* _What you need to do_
Using the data that follows, return exactly the lines from the one that contains "the blue feathered" through the one that contains "the blue sneaker", ends included.

════════

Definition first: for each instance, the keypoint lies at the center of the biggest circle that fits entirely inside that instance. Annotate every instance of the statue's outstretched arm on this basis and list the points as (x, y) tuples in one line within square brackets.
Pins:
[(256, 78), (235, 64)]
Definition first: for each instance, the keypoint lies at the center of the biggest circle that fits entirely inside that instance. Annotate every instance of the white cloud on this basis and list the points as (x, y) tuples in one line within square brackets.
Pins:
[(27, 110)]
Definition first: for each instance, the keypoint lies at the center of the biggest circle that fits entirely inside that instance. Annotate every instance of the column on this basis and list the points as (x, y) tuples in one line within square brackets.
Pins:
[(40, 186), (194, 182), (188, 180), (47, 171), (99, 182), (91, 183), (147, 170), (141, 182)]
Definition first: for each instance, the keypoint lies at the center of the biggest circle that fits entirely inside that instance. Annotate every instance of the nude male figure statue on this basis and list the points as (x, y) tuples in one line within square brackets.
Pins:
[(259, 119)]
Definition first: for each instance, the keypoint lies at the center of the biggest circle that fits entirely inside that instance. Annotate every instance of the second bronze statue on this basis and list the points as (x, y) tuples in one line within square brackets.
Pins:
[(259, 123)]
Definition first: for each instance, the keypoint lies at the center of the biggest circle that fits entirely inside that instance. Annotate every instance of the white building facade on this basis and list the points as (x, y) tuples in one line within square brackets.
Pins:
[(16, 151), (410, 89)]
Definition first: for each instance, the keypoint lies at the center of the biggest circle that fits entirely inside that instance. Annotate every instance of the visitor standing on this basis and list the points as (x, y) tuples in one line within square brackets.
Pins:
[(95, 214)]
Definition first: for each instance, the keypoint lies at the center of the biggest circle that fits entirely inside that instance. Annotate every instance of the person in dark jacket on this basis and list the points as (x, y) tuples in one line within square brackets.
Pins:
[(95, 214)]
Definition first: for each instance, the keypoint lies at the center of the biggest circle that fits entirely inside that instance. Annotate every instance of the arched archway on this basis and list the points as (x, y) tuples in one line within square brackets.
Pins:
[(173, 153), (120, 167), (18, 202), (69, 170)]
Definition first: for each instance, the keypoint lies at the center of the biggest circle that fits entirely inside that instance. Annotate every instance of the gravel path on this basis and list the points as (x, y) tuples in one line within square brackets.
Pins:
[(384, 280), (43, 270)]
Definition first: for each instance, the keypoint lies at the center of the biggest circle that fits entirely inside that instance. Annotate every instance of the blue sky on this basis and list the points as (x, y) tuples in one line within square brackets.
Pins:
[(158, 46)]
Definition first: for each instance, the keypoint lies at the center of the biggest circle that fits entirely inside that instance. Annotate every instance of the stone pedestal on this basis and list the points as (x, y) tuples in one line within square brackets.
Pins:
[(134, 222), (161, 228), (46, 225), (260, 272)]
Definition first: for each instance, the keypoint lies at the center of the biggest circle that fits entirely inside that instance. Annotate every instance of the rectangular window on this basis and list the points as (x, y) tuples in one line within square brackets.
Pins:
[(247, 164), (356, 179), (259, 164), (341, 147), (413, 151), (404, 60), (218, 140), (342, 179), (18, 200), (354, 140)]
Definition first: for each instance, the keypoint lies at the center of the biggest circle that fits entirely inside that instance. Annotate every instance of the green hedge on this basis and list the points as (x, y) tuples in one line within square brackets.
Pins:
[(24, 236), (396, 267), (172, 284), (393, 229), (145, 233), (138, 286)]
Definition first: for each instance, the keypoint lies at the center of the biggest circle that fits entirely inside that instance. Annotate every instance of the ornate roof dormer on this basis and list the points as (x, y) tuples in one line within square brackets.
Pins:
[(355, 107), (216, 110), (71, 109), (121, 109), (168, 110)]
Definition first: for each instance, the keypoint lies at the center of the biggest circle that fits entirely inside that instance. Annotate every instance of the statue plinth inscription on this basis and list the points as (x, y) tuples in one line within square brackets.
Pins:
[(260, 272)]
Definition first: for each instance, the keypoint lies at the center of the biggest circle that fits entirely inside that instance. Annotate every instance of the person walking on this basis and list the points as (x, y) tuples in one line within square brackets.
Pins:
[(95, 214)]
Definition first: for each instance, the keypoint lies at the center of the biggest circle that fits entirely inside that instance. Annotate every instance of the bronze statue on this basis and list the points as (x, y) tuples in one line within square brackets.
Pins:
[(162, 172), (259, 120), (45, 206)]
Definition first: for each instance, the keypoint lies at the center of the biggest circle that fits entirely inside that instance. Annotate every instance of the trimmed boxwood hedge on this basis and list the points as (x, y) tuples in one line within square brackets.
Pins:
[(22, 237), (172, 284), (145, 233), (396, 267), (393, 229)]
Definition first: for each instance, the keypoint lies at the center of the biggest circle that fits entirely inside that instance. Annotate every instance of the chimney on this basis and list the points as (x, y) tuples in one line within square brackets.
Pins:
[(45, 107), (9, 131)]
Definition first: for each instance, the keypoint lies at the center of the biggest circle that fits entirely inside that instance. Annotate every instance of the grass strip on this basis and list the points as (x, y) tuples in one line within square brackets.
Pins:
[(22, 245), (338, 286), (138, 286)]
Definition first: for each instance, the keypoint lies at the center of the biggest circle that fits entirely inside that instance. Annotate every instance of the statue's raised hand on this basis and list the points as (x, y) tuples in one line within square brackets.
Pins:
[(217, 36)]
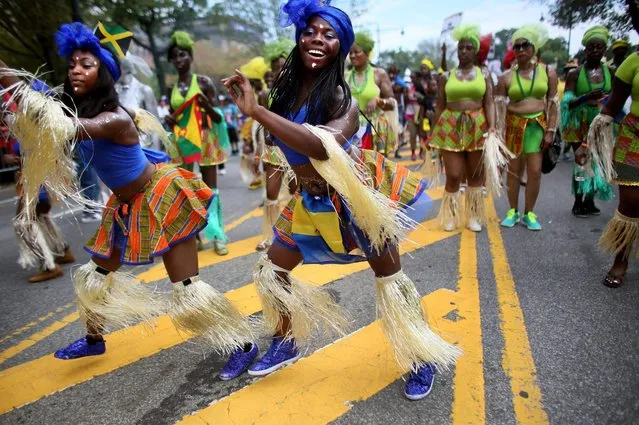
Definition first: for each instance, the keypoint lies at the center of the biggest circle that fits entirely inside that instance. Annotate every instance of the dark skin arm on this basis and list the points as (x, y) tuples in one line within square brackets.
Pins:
[(207, 101), (616, 101), (296, 136)]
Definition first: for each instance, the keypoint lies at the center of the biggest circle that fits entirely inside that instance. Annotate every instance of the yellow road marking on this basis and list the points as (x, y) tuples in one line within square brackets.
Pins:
[(517, 359), (38, 336), (469, 403), (35, 322), (28, 382), (321, 387)]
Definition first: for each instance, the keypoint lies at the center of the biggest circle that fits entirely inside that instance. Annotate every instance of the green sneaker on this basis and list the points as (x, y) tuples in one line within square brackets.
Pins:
[(512, 218), (530, 221)]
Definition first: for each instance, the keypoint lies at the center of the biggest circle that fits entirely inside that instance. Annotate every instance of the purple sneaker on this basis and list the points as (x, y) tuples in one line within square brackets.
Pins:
[(238, 363), (420, 384), (80, 348), (281, 353)]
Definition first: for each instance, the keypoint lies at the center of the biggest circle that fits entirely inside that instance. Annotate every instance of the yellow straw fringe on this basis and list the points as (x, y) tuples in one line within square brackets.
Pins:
[(200, 309), (403, 322), (309, 308), (621, 236), (601, 142), (377, 215), (450, 210), (116, 300), (271, 214), (46, 129), (475, 205), (495, 158)]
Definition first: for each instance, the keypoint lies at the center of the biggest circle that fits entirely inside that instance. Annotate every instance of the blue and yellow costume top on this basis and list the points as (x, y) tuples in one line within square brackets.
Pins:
[(321, 227)]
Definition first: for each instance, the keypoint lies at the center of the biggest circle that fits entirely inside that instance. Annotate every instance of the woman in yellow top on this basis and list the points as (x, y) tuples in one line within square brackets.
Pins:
[(210, 153), (373, 90), (464, 113), (621, 236), (529, 121)]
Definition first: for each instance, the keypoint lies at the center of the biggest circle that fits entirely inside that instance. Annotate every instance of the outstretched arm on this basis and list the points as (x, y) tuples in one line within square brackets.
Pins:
[(294, 135)]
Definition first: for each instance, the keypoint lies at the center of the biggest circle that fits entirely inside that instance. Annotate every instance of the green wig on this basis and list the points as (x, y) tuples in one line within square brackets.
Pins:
[(183, 40), (364, 41), (467, 32), (598, 32), (280, 48)]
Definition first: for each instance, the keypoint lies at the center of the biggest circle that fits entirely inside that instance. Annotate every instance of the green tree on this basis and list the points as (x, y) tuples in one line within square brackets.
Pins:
[(555, 51), (615, 14), (502, 38), (26, 35)]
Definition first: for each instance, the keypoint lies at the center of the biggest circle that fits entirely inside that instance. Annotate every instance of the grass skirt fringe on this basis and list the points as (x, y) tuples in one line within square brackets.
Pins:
[(621, 236), (308, 307), (200, 309), (116, 300), (450, 210), (475, 204), (403, 322)]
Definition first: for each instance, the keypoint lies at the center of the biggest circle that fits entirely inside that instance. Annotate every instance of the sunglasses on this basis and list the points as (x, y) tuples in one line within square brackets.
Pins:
[(521, 46)]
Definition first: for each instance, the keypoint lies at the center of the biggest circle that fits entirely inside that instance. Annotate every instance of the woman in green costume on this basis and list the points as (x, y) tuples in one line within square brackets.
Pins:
[(372, 89), (529, 121), (210, 153), (586, 87), (465, 112)]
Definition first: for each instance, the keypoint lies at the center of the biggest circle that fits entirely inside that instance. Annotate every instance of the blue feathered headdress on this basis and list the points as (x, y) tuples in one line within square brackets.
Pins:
[(298, 12), (75, 36)]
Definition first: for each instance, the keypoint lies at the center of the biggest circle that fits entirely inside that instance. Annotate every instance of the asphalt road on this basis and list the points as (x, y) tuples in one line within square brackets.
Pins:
[(544, 340)]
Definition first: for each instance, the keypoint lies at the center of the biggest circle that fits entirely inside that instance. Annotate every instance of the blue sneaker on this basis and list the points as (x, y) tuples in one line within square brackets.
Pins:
[(80, 348), (281, 353), (238, 363), (512, 218), (420, 384), (530, 221)]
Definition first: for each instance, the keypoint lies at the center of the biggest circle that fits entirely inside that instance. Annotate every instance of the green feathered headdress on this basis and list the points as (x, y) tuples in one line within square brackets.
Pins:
[(364, 41), (467, 32), (280, 48)]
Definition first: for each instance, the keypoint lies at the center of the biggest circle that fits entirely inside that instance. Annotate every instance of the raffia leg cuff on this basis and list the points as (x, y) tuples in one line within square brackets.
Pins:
[(475, 205), (114, 300), (309, 308), (621, 236), (450, 214), (403, 322), (200, 309), (271, 214), (34, 252)]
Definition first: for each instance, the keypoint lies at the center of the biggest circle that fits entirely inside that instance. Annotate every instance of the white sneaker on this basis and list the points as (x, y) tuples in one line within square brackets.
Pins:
[(473, 225), (450, 226)]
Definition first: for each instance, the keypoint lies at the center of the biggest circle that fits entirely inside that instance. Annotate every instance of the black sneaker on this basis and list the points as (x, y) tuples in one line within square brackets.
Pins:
[(591, 209)]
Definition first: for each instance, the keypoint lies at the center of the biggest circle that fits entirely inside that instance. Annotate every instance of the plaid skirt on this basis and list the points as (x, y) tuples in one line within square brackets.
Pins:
[(171, 209), (516, 129), (459, 131), (394, 181), (626, 152)]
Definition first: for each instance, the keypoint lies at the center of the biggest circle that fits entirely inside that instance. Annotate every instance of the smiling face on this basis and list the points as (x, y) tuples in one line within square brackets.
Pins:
[(359, 58), (524, 51), (594, 51), (466, 53), (83, 72), (319, 44), (181, 59)]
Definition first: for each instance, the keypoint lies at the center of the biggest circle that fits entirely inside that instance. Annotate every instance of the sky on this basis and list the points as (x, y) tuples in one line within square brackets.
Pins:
[(423, 19)]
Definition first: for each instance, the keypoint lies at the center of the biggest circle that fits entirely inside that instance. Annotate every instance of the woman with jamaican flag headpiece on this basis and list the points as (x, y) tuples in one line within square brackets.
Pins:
[(155, 211), (199, 127)]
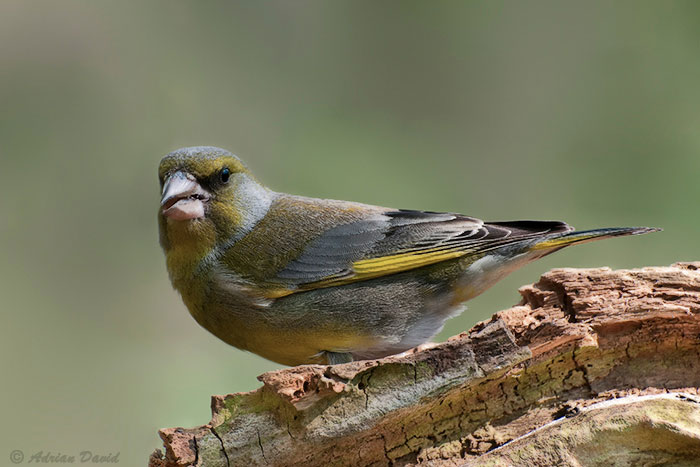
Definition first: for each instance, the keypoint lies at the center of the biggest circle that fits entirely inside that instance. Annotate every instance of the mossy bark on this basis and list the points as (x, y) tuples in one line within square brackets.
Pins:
[(526, 387)]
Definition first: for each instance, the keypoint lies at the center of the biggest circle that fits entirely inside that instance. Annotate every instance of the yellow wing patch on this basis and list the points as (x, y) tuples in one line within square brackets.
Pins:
[(377, 267)]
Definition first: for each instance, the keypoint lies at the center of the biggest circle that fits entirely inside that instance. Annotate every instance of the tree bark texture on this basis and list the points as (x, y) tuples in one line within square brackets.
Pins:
[(593, 367)]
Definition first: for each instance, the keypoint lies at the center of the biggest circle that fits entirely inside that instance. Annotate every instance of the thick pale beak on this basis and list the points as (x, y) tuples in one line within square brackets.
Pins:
[(183, 198)]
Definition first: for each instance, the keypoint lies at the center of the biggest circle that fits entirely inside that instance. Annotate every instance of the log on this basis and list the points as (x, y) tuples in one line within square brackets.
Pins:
[(593, 367)]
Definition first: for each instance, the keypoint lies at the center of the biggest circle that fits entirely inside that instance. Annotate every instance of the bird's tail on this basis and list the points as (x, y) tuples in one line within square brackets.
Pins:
[(584, 236)]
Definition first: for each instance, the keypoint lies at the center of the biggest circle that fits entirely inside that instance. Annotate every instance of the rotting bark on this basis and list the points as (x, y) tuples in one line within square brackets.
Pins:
[(527, 387)]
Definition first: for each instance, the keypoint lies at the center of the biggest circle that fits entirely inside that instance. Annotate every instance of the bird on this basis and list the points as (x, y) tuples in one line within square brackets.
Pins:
[(300, 280)]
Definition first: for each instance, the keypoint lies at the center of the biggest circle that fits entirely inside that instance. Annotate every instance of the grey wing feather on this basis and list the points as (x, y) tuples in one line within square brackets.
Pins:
[(402, 231)]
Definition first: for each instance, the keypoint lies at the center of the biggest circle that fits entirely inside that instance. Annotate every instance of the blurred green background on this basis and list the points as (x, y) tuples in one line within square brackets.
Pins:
[(587, 112)]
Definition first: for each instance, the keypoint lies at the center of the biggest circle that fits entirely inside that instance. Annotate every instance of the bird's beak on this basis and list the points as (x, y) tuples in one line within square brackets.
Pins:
[(183, 198)]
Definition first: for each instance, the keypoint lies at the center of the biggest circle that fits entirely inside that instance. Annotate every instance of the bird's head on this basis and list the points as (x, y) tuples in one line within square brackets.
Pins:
[(192, 178), (207, 195)]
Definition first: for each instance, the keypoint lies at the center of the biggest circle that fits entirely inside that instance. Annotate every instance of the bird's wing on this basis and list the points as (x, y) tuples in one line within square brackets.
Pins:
[(394, 241)]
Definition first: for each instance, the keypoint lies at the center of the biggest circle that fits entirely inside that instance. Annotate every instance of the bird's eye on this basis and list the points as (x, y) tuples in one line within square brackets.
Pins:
[(225, 174)]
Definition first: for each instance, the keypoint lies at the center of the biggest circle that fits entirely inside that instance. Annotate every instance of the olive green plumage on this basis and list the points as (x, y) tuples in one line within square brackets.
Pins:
[(304, 280)]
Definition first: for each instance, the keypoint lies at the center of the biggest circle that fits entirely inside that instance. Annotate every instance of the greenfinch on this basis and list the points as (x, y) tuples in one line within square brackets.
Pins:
[(303, 280)]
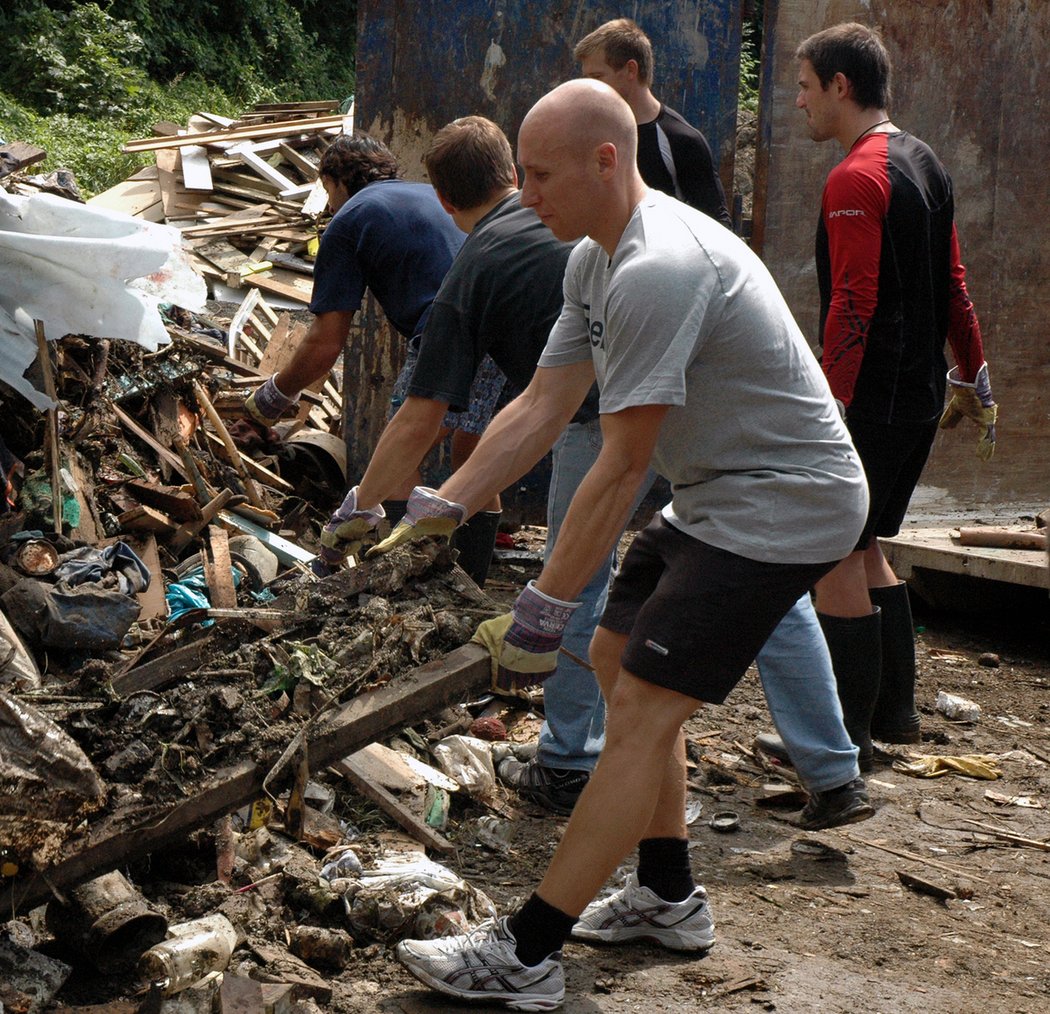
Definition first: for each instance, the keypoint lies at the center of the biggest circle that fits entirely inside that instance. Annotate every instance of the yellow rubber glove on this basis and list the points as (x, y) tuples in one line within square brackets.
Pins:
[(268, 403), (426, 513), (974, 402), (524, 642)]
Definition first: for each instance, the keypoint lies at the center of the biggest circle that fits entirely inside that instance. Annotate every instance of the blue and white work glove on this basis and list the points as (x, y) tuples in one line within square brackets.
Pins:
[(344, 534), (524, 642), (426, 513), (268, 403), (973, 401)]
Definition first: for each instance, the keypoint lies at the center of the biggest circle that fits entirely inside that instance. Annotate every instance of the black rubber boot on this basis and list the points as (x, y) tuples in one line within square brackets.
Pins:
[(475, 542), (856, 648), (896, 719)]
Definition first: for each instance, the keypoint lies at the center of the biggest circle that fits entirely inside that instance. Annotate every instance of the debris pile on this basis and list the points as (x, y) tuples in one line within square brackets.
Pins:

════════

* _Response_
Definition first: for each instance, the keypoint lies at the center of the biggest circle that fits entirely inside that instance. Annotate every instance of the blue feathered headdress on this basis and list the points as (x, y) tuples in one line within square brackets.
Pins:
[(298, 12), (75, 36)]
Definition first: for each instance, the keypoint lies at the center of the biggest circle that fits entirely inside that instance. Annotate every instance of the asphalt road on this basis and list the points as (x, y) tuples in one line within square brackets.
Pins:
[(544, 340)]
Definition first: for each instance, the keypoint lies at the center of the biggest circle that fits entirely inside that instance. Annotate every instance of the blue sneaker on this basis and list the points as (x, y) tuples in one line within square brackets.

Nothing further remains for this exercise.